> _WORK REQUEST_:
In the free-fall physics problem below, what share of the total time does the hint say the first half of the fall takes?

> _EXTRACT_:
↓↓↓

Question:medium

A body falling from height 'H' takes time 'T' seconds to reach the ground. The time taken to cover the second half of height is

Show Hint

Time to fall the first half is roughly 70% ($1/\sqrt{2}$) of the total time; the second half takes the remaining 30%.
  • $\frac{T}{\sqrt{2}}$
  • $\sqrt{2}T$
  • $(\frac{\sqrt{2}-1}{\sqrt{2}})T$
  • $(\frac{1}{\sqrt{2}-1})T$
Show Solution

The Correct Option is C

Solution and Explanation

Step 1: Understanding the Concept:
For a body falling from rest, the displacement $s$ is proportional to the square of time $t$ according to the equation $s = \frac{1}{2}gt^2$. We need to find the total time $T$ for height $H$ and the time $t_1$ for the first half height $H/2$. The time for the second half is the difference between these two.

↑↑↑

> _GIVEN DATA_:
↓↓↓

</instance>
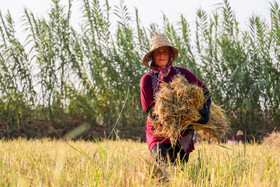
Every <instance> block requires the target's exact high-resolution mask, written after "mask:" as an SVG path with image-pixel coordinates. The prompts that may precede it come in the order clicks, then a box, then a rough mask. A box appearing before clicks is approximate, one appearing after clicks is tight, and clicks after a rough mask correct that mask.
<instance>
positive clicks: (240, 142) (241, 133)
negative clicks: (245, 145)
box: [236, 130, 245, 144]
mask: <svg viewBox="0 0 280 187" xmlns="http://www.w3.org/2000/svg"><path fill="white" fill-rule="evenodd" d="M236 136H237V142H239V143H243V144H244V143H245V138H244V134H243V131H242V130H238V131H237V133H236Z"/></svg>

↑↑↑

> _YOUR RESPONSE_:
Roughly 70% of the total time (1/√2 of it).